* Start Records for the exercise *

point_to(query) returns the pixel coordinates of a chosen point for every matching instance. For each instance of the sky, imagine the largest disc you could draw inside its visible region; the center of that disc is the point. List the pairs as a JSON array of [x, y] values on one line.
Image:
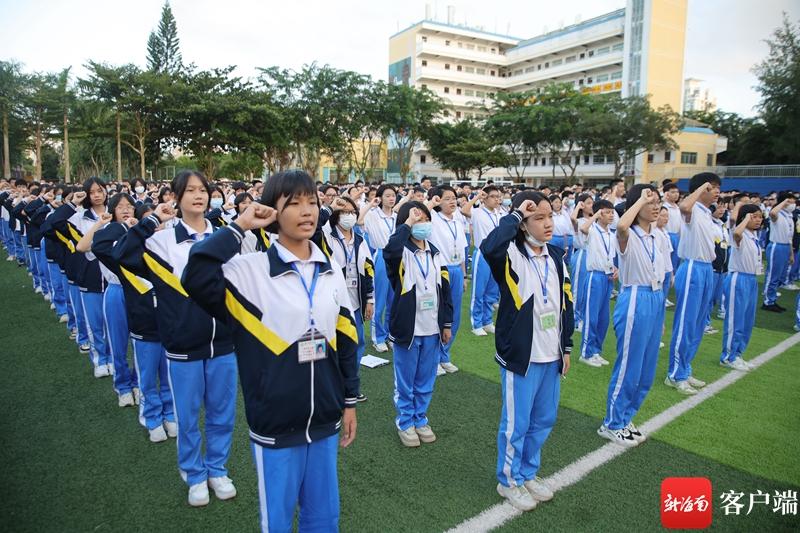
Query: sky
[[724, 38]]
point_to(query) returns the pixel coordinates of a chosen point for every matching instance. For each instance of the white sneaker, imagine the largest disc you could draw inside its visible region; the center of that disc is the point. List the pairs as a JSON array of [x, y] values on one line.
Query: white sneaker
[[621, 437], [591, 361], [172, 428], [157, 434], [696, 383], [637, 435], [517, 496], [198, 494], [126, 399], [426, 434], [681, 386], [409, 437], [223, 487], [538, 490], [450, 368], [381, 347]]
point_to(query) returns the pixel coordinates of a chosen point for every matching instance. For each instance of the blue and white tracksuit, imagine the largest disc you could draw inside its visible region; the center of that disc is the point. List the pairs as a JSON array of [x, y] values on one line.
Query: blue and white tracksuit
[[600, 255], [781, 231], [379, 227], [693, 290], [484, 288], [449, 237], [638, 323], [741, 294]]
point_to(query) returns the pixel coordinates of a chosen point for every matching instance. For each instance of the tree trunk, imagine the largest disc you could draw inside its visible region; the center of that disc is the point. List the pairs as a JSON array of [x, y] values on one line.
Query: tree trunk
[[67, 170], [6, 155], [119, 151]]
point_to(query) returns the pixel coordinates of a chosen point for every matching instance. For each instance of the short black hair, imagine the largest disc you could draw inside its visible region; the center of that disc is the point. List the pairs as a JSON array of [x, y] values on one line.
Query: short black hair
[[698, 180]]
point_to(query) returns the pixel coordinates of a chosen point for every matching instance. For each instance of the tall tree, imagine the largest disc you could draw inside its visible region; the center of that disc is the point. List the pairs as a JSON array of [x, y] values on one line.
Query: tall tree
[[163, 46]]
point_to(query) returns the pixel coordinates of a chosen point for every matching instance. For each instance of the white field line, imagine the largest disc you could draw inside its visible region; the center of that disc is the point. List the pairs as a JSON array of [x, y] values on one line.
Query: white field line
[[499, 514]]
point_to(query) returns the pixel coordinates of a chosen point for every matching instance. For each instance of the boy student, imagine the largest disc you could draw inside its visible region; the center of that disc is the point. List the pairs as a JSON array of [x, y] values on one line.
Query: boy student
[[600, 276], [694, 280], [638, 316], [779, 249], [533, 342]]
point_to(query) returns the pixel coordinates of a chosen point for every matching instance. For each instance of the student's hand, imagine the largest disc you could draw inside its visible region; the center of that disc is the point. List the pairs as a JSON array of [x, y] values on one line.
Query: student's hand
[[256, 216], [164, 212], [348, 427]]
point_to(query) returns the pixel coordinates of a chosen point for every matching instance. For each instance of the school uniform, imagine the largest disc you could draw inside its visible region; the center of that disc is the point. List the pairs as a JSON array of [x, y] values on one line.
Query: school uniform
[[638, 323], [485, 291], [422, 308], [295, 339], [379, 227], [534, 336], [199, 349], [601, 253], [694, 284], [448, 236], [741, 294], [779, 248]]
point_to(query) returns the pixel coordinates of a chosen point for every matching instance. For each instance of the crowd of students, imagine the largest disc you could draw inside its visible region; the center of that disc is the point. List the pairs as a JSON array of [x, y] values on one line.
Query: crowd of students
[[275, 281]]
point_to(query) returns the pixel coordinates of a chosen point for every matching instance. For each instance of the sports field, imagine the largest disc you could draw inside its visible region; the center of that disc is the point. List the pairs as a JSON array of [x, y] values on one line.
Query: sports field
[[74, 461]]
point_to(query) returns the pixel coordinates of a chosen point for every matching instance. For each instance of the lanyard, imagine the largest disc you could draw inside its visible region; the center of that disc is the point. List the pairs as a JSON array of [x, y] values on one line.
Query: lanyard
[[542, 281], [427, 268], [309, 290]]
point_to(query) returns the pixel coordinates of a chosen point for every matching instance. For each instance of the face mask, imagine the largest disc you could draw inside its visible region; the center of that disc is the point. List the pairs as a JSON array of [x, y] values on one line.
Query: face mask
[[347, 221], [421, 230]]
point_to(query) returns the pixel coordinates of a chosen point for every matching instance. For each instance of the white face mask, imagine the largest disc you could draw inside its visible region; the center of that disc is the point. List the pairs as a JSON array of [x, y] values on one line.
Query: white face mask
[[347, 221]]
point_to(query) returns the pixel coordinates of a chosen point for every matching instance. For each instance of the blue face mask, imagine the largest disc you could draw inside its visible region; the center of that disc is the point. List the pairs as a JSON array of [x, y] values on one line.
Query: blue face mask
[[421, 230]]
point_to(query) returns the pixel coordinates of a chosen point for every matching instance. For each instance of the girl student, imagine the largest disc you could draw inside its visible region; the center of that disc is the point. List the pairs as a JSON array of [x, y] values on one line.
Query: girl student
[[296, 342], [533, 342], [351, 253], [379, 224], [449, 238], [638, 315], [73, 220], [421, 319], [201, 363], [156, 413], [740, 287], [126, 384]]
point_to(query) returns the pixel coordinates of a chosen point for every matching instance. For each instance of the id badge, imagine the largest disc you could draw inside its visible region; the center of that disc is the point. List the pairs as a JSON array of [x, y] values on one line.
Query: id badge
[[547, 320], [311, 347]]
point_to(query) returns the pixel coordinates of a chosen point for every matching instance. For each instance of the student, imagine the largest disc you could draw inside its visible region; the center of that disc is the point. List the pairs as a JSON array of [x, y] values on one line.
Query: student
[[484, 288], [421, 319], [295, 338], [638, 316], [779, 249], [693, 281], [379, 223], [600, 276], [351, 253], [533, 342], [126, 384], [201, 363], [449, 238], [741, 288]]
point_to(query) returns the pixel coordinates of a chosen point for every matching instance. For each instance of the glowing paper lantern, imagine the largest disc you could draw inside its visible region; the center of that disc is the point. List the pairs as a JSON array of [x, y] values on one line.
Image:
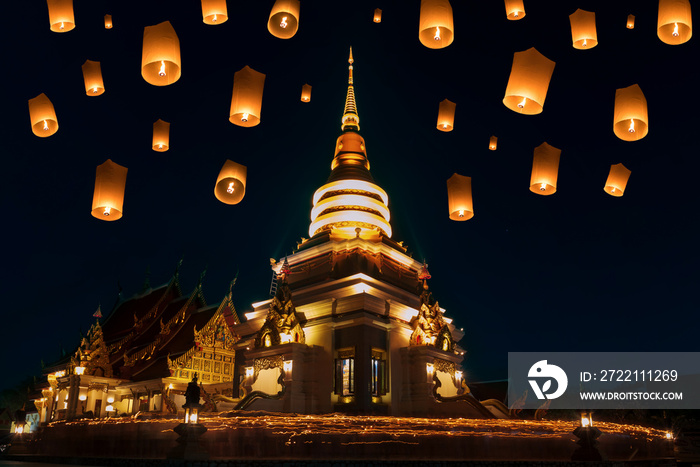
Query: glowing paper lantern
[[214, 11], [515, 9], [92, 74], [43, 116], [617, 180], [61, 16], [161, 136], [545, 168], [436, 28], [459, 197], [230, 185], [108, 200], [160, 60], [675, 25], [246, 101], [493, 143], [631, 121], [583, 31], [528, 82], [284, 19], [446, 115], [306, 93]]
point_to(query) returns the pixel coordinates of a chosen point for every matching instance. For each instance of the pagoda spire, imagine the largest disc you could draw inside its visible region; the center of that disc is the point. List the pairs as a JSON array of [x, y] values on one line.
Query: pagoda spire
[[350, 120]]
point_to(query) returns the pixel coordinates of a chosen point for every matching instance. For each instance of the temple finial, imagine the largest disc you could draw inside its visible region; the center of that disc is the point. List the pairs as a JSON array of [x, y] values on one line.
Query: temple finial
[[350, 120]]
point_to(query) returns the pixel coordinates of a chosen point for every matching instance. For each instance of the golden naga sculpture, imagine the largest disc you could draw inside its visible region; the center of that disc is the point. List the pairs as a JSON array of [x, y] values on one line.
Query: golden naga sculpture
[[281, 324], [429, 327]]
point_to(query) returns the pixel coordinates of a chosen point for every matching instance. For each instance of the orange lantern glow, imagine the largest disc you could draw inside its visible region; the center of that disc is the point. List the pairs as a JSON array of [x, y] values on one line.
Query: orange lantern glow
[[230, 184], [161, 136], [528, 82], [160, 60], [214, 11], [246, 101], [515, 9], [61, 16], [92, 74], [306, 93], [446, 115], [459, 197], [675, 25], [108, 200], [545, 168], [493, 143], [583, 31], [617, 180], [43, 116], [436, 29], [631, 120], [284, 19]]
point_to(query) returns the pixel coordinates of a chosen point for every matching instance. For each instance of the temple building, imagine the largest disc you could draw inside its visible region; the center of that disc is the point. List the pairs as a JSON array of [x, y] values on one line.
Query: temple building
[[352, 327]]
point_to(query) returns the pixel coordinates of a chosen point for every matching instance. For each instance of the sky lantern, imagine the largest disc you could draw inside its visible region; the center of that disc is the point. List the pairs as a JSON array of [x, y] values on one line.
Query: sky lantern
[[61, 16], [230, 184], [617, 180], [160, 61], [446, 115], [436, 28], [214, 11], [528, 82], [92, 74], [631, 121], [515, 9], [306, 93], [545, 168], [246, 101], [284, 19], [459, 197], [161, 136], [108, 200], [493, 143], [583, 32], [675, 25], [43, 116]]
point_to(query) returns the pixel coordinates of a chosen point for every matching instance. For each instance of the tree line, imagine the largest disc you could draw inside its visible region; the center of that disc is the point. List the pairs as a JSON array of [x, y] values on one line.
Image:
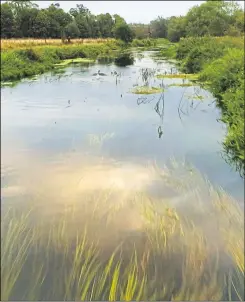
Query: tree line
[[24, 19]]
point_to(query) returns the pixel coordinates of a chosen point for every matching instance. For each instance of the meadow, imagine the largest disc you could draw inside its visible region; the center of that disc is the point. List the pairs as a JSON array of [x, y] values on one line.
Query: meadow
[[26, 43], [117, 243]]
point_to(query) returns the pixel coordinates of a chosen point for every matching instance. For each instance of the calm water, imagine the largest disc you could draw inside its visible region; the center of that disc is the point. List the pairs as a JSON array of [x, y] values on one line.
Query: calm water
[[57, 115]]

* End Records for the exercise *
* Start Records for the exercise *

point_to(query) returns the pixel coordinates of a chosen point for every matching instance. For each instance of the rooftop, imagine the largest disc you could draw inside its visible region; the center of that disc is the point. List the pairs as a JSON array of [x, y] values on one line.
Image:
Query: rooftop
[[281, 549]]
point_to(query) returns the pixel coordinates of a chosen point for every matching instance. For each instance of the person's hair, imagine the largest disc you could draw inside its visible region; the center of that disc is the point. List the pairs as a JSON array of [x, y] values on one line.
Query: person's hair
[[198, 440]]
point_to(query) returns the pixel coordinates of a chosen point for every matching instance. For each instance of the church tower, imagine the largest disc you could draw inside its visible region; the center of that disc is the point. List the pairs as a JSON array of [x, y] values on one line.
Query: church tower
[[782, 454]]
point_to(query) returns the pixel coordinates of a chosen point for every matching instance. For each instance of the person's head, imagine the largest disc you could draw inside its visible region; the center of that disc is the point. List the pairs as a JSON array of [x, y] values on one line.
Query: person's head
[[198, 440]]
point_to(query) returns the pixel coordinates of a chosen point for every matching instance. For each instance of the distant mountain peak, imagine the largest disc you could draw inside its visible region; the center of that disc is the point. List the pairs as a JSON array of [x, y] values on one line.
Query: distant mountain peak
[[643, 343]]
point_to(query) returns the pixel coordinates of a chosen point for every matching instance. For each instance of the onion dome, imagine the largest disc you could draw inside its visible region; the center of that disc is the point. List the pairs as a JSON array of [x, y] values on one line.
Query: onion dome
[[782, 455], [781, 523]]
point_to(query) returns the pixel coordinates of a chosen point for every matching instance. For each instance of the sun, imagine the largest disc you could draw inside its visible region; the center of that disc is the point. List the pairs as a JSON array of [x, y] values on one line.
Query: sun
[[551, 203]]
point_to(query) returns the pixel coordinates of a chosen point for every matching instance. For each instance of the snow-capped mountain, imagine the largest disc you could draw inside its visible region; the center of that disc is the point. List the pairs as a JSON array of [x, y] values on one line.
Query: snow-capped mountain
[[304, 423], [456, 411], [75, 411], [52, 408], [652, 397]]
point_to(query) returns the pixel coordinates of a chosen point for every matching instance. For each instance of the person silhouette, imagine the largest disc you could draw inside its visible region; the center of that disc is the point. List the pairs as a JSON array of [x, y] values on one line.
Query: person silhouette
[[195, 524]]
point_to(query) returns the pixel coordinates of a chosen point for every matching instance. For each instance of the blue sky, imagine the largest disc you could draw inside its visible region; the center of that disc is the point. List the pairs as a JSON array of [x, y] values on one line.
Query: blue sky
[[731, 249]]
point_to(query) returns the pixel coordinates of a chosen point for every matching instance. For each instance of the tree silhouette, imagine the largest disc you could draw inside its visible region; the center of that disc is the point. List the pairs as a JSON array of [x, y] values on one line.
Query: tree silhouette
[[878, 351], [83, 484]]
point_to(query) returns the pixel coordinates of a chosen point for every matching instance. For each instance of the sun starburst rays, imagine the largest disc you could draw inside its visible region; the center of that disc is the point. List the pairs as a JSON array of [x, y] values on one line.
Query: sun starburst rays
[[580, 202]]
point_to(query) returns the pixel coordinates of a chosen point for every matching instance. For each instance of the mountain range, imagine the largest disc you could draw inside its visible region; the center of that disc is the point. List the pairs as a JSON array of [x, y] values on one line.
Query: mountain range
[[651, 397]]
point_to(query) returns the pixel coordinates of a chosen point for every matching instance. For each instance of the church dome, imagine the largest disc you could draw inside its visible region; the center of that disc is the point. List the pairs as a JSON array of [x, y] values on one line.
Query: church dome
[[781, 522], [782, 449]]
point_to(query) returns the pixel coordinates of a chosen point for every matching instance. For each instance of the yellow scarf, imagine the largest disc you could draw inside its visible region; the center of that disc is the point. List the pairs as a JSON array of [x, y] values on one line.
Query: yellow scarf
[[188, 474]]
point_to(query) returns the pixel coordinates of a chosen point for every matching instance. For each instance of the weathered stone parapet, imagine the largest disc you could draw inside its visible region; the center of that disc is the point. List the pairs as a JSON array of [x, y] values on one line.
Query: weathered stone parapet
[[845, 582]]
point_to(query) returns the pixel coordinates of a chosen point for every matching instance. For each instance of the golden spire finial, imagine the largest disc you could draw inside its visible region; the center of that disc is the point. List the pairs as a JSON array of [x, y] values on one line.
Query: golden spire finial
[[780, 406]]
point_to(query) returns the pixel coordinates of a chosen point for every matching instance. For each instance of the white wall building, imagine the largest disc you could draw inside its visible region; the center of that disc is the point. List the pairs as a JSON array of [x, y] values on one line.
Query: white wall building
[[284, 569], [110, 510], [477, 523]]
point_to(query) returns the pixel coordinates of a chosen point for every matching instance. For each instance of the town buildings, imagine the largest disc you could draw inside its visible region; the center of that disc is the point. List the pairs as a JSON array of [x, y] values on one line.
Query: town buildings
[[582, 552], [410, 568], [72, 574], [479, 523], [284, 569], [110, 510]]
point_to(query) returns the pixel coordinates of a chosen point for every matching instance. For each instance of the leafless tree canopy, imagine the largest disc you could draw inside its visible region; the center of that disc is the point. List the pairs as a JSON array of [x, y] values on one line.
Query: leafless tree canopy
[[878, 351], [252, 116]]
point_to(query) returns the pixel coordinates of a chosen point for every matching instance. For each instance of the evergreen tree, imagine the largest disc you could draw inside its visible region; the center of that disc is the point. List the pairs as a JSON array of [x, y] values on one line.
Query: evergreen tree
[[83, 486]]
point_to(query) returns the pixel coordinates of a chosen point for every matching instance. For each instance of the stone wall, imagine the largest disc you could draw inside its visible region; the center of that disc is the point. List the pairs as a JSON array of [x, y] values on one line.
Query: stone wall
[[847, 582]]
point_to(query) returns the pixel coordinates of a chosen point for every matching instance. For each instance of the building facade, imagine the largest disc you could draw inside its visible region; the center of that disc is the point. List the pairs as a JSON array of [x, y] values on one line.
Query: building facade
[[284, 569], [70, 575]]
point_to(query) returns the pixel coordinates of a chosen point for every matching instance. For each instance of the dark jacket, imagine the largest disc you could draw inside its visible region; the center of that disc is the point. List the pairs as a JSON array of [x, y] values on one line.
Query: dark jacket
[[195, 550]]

* End Records for the exercise *
* Start Records for the exercise *

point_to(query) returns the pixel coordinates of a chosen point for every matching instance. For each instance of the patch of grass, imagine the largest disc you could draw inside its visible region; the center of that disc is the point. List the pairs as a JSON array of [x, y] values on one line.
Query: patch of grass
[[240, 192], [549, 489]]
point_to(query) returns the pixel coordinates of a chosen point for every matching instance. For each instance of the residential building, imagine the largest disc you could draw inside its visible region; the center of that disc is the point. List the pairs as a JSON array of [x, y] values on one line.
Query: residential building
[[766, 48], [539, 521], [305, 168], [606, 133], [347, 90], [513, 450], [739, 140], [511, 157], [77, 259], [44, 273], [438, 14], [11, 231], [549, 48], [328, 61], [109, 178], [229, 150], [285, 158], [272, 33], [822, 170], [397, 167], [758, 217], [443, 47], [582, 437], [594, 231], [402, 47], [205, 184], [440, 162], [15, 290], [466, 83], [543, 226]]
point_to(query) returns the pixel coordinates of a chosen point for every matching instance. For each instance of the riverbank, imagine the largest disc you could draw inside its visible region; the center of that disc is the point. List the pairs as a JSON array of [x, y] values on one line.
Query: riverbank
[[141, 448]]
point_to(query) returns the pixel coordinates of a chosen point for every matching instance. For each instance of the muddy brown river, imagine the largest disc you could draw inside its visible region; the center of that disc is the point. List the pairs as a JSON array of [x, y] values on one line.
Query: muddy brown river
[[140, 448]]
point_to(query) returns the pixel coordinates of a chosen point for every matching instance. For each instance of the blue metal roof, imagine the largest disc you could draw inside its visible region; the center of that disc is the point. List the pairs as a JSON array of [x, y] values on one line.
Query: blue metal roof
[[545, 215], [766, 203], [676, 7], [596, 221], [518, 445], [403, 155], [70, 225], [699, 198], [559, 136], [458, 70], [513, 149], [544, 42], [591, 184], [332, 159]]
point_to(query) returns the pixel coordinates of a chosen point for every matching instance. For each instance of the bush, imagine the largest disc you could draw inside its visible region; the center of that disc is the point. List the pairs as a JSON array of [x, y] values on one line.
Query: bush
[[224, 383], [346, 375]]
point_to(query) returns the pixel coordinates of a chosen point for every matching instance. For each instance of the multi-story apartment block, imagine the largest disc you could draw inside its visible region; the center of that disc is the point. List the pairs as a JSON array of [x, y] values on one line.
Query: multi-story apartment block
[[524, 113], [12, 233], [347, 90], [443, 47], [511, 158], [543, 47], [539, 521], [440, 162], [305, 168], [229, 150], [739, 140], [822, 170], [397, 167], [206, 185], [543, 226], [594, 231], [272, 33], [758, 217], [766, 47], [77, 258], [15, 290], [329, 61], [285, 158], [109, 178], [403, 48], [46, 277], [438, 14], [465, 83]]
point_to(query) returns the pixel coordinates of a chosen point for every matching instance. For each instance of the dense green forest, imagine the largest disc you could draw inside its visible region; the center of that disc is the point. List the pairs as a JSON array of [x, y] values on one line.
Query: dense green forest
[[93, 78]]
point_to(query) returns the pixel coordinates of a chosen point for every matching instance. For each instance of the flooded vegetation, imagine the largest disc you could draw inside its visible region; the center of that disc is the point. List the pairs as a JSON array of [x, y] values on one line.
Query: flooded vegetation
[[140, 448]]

* End Records for the exercise *

__Exercise directions__: Report every line of the rows above that contains the string "bush", copied in full. Case counts.

__Output for this exercise__:
point_to(query) returns the pixel coordinates of a chosen point for every matching instance. For each instance of the bush, imagine the largest disc you could draw inside its visible region; the center of that disc is the point. List the pairs as a JSON array of [x, y] values on one line.
Query: bush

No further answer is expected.